→ TEXT SECTION:
[Begin]
I still think it's a bit of a stretch. So, staying in Matthew 12; there's the story of Jesus' disciples picking grain and eating it on the Sabbath. In Mark's version of this story, Jesus says "In the days of Abiathar the high priest.."; only turn to the story in 1 Samuel 21, and it's clearly Ahimelech (Abiathar's son) that was High Priest.

ISTM the simplest answer to that contradiction is that Jesus just got it wrong. He remembered the wrong High Priest.* And you know what, it doesn't matter. It doesn't nullify his point. I don't have a problem with Jesus believing that Jonah was a historical character, but being wrong about it. He (or Mark, recalling Jesus' words) might have just been mistaken, as he was about Abiathar.

But I don't even think that the argument above holds enough weight, anyhow. If I say, "He was a beast - like Goliath or the Incredible Hulk", the fact that one is (maybe) historical, and the other fictional is irrelevant to the point I'm making, which is about the physical size of someone.
[End]
→ RECORDS FOR PROCESSING:
[Begin]
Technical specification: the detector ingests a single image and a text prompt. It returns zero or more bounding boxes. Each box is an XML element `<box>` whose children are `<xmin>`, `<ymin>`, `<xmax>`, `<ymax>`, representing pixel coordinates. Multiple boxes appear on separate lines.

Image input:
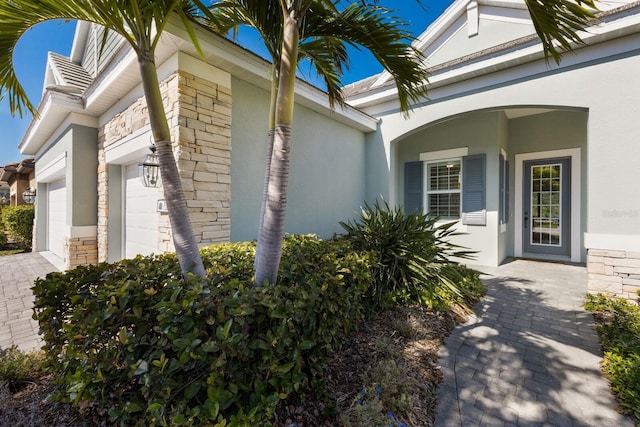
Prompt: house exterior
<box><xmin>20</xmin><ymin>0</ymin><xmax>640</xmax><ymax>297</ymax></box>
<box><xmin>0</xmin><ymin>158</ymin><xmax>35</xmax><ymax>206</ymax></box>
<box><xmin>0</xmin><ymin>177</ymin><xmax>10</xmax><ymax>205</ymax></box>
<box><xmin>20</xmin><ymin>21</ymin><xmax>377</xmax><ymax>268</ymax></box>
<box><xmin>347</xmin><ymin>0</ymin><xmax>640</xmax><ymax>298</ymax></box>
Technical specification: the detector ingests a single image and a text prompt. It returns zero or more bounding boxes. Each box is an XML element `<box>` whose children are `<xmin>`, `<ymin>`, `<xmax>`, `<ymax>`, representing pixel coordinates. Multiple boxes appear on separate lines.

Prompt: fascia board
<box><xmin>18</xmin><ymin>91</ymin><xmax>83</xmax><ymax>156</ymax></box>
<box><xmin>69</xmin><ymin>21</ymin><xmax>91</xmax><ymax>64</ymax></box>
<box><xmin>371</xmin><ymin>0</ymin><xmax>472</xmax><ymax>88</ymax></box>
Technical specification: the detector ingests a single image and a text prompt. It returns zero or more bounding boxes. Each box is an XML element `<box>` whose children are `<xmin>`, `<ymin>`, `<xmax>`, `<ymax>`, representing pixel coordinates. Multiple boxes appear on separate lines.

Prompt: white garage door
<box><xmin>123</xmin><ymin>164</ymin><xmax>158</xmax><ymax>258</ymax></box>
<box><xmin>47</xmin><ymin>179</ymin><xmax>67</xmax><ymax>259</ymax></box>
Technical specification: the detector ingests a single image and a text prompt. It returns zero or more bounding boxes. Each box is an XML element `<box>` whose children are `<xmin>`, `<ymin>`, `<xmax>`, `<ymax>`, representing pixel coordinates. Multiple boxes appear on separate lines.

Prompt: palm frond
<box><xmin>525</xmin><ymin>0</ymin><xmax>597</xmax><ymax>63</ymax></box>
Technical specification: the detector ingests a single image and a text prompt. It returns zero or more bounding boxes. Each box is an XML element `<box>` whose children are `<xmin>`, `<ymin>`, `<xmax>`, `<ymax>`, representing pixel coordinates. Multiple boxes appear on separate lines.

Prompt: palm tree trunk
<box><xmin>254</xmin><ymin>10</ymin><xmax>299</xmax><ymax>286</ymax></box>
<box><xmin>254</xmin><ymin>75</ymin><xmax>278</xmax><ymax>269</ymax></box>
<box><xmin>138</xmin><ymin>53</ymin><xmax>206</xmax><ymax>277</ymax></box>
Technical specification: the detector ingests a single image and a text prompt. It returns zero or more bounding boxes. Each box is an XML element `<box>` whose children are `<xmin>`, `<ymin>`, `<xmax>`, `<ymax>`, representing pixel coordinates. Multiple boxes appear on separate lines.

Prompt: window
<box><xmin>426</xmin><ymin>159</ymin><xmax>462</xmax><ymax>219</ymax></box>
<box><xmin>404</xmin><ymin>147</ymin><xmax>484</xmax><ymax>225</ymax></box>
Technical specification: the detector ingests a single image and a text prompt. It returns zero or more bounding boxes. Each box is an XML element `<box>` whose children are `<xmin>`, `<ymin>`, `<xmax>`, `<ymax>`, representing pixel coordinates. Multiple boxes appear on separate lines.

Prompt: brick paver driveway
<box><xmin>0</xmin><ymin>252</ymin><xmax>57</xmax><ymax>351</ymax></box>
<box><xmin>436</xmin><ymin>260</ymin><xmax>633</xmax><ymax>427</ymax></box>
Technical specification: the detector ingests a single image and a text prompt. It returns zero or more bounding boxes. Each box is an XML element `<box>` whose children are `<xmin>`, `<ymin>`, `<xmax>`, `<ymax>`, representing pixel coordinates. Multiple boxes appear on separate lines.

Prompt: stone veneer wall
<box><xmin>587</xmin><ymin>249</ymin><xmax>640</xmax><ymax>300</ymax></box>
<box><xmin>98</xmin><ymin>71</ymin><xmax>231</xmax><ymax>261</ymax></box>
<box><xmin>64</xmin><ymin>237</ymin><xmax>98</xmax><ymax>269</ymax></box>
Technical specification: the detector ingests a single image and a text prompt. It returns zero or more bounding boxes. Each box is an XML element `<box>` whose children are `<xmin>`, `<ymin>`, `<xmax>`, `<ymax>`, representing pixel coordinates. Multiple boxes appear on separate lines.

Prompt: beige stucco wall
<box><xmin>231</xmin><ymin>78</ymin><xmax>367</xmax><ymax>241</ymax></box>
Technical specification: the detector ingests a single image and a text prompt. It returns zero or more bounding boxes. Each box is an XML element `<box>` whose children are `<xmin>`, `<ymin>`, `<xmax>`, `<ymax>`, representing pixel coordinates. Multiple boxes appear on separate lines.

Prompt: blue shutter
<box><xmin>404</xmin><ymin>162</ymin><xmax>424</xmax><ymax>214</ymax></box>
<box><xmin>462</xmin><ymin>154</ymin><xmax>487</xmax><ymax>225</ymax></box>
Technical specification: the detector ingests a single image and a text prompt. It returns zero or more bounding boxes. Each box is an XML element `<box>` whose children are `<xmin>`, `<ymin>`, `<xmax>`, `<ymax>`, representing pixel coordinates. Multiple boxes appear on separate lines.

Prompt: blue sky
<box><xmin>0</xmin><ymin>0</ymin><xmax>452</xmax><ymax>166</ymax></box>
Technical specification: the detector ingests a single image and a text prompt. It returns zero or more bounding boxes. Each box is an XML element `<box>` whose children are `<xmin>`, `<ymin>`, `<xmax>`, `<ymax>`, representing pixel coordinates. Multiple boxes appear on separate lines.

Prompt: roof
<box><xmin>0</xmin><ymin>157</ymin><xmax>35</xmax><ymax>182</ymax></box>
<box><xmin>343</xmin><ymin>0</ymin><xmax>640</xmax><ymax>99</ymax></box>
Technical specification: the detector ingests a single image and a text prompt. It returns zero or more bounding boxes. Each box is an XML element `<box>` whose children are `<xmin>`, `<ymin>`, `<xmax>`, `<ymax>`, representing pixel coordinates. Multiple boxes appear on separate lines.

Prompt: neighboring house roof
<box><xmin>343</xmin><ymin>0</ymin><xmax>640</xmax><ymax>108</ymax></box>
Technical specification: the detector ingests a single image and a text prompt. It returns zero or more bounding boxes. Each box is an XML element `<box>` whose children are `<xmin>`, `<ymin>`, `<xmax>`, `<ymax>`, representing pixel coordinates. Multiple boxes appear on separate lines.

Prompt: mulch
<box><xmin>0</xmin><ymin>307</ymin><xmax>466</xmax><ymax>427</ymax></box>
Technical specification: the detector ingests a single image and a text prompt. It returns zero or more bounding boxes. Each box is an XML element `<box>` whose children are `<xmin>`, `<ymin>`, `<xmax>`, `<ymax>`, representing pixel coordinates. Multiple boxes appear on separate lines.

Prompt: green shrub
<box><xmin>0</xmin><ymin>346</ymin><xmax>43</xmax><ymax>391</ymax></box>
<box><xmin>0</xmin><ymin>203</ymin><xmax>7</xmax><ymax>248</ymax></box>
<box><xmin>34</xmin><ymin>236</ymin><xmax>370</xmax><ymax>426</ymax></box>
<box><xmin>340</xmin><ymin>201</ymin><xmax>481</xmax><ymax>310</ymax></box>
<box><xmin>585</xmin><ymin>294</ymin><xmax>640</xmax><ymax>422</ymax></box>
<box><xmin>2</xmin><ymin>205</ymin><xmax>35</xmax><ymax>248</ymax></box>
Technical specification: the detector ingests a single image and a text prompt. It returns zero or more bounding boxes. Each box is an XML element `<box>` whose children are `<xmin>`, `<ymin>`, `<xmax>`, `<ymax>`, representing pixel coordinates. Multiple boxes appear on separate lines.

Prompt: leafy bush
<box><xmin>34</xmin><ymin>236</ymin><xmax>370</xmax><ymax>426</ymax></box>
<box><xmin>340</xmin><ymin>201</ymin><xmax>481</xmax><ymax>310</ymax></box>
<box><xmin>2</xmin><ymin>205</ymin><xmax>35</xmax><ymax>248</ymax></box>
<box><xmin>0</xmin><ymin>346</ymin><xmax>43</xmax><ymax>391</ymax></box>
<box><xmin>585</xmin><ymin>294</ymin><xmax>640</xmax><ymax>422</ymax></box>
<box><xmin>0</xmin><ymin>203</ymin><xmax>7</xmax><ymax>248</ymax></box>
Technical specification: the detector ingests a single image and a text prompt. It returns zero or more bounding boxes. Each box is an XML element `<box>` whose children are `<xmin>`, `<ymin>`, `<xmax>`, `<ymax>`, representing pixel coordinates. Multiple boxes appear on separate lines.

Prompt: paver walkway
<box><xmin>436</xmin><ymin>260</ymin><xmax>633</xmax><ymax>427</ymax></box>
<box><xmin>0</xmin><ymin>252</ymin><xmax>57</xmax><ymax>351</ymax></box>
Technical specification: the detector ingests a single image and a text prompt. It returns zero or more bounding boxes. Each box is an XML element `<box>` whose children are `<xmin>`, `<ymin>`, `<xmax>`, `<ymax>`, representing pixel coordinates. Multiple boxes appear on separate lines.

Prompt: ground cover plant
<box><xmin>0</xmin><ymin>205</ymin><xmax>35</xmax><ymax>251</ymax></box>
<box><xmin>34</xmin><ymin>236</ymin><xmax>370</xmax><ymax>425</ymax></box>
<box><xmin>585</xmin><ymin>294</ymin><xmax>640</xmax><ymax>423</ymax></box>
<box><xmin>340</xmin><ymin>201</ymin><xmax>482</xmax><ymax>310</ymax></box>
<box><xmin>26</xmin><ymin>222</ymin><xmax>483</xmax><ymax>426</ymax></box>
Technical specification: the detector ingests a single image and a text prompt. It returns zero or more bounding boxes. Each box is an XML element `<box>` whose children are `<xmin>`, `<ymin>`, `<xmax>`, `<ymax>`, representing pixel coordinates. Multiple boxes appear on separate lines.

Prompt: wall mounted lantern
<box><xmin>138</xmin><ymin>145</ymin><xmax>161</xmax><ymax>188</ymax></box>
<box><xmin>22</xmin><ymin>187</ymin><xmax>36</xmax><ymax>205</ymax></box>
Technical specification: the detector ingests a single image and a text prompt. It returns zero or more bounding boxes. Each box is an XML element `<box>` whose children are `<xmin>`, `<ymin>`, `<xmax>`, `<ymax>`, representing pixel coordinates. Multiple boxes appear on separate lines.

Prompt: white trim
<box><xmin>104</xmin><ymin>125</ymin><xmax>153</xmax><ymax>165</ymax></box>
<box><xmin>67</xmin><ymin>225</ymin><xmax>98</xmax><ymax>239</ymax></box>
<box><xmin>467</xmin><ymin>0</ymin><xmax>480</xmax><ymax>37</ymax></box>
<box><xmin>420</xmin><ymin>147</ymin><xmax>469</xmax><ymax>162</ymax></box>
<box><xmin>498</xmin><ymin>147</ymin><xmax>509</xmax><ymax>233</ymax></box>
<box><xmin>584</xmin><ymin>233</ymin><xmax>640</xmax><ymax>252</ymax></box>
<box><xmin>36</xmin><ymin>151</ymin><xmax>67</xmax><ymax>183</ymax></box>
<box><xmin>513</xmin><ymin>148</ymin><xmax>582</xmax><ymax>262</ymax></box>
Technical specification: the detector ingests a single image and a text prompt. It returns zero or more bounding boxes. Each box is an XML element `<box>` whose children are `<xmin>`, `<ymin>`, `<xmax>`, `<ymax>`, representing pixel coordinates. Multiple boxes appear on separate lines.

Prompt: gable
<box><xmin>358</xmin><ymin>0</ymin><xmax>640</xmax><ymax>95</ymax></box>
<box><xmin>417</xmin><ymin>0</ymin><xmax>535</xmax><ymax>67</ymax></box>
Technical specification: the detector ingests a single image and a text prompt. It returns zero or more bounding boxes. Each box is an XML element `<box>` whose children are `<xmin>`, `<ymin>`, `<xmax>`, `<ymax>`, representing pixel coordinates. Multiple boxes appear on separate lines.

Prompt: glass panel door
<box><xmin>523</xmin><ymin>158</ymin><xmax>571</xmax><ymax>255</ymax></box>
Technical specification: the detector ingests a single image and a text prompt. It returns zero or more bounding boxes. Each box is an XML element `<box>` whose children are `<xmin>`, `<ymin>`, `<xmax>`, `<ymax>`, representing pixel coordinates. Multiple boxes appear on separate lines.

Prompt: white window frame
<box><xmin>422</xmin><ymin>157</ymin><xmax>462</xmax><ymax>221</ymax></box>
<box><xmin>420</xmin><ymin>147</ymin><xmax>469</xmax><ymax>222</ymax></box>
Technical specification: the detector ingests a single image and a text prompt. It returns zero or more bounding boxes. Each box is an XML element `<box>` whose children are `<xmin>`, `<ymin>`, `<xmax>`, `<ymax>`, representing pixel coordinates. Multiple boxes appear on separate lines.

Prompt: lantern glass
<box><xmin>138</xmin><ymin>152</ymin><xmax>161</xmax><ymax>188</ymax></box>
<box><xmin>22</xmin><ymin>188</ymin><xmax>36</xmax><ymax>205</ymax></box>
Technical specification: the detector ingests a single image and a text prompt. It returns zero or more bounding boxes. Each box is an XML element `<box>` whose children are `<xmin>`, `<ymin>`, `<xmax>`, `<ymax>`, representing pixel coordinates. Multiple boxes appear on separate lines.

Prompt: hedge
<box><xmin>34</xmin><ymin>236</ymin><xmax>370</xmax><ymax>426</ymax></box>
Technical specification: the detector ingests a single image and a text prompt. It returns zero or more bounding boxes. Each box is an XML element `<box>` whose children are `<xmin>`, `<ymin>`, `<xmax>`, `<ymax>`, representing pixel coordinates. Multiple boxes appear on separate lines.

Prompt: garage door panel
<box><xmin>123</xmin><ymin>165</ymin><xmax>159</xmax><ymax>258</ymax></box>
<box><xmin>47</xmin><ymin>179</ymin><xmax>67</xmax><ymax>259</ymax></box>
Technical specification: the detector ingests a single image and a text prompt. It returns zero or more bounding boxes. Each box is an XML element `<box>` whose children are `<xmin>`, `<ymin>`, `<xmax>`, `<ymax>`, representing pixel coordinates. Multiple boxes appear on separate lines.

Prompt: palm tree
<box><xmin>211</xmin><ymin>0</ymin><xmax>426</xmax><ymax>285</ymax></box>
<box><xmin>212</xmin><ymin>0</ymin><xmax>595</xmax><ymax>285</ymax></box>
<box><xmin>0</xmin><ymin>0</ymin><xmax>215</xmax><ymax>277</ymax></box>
[End]
→ GIVEN TASK 1: Which books of the Bible does the Bible discussion refer to? List each one once.
→ GIVEN TASK 2: Recast the part of the listing that opens with its first line and closes with the line containing "Prompt: house exterior" as a Markdown table with the columns Row and Listing line. Leave out blank lines and the pictures.

→ EXERCISE SOLUTION 1:
- Matthew
- Mark
- 1 Samuel

→ EXERCISE SOLUTION 2:
| Row | Listing line |
|---|---|
| 1 | Technical specification: the detector ingests a single image and a text prompt. It returns zero or more bounding boxes. Each box is an XML element `<box>` whose children are `<xmin>`, `<ymin>`, `<xmax>`, `<ymax>`, representing pixel coordinates. Multiple boxes appear on separate lines. |
| 2 | Image input: |
| 3 | Prompt: house exterior |